> [What the task asks]: Please rewrite the records starting at the line that contains "I need to find the brick" and ending at the last of the records, replacing "white contrail" with "jet trail" and leaving everything else unchanged.

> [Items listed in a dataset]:

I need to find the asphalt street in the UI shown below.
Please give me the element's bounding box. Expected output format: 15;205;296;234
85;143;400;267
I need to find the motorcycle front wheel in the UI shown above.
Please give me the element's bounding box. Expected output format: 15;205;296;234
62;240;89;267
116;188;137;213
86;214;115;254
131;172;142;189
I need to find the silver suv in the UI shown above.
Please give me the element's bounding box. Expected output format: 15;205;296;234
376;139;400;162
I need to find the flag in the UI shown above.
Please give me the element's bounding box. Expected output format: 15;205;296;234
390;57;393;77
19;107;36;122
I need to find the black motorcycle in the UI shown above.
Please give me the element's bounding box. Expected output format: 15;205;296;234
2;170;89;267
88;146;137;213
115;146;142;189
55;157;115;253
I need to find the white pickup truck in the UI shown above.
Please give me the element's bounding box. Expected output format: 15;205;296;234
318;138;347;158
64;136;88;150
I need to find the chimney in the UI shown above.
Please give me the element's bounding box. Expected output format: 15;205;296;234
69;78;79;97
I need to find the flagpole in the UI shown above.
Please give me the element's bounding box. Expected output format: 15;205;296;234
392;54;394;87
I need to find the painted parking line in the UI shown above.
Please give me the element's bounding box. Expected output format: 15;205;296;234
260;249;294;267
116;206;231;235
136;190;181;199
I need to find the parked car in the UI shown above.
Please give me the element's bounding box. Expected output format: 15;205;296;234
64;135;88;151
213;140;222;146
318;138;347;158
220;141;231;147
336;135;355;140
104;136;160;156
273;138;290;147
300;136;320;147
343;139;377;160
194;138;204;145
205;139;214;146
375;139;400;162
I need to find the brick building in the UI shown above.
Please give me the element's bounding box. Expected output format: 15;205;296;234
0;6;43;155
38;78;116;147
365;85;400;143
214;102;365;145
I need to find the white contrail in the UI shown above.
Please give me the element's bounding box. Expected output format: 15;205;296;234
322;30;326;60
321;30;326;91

> [Exercise result]:
I need to find the brick building in the UI shown above.
Please give me the element's bounding box. Expected output format: 15;205;296;234
0;6;43;155
38;78;116;147
365;85;400;143
214;102;365;145
I need to find the jet trail in the UI shown above.
Please give me the element's bounding box. Expected output format: 15;205;296;234
322;30;326;60
321;30;326;91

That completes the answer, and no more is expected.